→ PROBLEM TO SOLVE
From the listing below, copy out every line where the word "iron" appears.

→ TASK INPUTS
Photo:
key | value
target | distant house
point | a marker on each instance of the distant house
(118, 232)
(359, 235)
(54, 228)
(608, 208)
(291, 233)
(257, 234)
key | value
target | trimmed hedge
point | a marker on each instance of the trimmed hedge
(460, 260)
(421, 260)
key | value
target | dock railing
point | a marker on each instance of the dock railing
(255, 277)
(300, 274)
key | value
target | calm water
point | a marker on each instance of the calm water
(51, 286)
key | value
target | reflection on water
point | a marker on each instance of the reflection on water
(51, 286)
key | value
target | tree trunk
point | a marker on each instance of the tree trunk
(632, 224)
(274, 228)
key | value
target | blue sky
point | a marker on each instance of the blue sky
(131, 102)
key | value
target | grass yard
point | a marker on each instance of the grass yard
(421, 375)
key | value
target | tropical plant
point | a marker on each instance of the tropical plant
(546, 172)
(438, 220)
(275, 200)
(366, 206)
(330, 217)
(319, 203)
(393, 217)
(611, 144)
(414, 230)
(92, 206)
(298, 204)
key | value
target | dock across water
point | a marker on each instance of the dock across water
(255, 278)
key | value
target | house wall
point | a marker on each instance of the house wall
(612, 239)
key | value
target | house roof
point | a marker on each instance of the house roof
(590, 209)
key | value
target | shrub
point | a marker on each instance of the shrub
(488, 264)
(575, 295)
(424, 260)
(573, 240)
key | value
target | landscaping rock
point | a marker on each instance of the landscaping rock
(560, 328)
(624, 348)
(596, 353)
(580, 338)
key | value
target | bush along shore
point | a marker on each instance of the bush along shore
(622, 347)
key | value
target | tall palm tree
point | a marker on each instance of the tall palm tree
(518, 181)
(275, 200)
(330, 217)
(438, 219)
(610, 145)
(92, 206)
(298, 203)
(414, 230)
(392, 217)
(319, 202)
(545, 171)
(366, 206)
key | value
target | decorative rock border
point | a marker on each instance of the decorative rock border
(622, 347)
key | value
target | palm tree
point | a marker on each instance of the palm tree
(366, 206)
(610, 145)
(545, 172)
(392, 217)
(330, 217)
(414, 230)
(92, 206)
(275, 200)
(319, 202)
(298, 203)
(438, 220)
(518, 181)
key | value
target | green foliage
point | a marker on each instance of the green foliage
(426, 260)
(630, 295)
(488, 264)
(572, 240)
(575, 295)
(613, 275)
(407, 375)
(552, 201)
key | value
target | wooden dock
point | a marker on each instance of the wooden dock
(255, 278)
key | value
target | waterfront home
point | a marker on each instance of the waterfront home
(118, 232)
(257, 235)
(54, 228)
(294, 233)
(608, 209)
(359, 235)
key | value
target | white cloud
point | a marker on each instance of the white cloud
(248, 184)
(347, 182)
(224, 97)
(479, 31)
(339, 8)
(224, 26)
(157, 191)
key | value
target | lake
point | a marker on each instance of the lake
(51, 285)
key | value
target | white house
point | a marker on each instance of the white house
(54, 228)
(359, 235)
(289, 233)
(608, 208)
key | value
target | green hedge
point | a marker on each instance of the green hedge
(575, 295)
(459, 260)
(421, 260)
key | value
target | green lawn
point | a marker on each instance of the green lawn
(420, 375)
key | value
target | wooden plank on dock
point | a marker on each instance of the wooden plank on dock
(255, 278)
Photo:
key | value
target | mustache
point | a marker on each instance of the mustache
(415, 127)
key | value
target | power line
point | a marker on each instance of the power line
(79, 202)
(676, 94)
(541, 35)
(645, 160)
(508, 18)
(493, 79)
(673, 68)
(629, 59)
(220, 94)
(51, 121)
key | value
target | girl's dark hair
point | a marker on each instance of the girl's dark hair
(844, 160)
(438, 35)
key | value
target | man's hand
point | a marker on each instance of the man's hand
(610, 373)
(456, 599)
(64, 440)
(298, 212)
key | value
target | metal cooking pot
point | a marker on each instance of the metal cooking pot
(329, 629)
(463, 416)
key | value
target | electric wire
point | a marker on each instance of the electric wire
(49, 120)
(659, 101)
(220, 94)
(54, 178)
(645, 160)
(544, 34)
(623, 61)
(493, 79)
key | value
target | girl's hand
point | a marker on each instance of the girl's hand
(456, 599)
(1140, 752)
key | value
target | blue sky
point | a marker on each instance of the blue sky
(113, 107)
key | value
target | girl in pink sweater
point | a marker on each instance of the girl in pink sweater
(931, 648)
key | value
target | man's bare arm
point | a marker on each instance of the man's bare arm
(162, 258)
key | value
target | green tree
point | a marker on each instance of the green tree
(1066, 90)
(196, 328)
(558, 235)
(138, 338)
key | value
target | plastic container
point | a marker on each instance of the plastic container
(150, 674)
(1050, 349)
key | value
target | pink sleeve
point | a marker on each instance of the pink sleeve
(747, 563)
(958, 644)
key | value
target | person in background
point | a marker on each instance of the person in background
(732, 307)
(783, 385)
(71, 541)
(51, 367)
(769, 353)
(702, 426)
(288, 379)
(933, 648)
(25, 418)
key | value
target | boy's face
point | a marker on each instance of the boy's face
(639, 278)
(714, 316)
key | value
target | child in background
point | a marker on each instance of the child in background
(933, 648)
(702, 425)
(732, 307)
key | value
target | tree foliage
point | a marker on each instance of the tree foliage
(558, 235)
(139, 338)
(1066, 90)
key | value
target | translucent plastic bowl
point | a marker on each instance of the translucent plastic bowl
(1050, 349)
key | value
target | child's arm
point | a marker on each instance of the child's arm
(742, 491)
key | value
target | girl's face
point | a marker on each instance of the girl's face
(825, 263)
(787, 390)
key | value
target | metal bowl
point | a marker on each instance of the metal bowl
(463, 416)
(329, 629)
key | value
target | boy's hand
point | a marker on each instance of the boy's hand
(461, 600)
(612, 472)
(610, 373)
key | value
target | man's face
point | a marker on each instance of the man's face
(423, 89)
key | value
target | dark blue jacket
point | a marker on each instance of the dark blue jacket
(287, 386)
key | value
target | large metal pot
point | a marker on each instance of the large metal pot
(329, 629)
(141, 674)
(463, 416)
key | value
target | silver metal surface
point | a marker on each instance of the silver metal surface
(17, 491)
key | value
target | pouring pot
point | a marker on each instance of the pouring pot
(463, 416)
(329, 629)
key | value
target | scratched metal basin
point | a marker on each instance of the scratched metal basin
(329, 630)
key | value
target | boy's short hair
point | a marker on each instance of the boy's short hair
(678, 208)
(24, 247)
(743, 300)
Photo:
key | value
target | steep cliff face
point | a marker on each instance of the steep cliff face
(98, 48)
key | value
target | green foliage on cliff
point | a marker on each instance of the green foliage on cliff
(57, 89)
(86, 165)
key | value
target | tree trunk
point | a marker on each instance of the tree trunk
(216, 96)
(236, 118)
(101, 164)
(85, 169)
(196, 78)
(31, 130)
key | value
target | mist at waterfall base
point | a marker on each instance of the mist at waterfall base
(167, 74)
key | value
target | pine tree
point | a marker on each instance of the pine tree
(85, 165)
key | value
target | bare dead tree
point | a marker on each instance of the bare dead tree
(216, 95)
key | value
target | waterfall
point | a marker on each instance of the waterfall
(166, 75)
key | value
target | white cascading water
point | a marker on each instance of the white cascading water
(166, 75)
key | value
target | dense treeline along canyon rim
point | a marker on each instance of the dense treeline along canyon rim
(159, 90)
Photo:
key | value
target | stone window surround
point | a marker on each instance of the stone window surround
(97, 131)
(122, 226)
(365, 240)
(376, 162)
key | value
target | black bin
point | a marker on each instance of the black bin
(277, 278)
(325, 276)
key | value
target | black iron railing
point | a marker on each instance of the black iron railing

→ EXERCISE OUTPUT
target | black iron railing
point | a marker on each instance of the black iron railing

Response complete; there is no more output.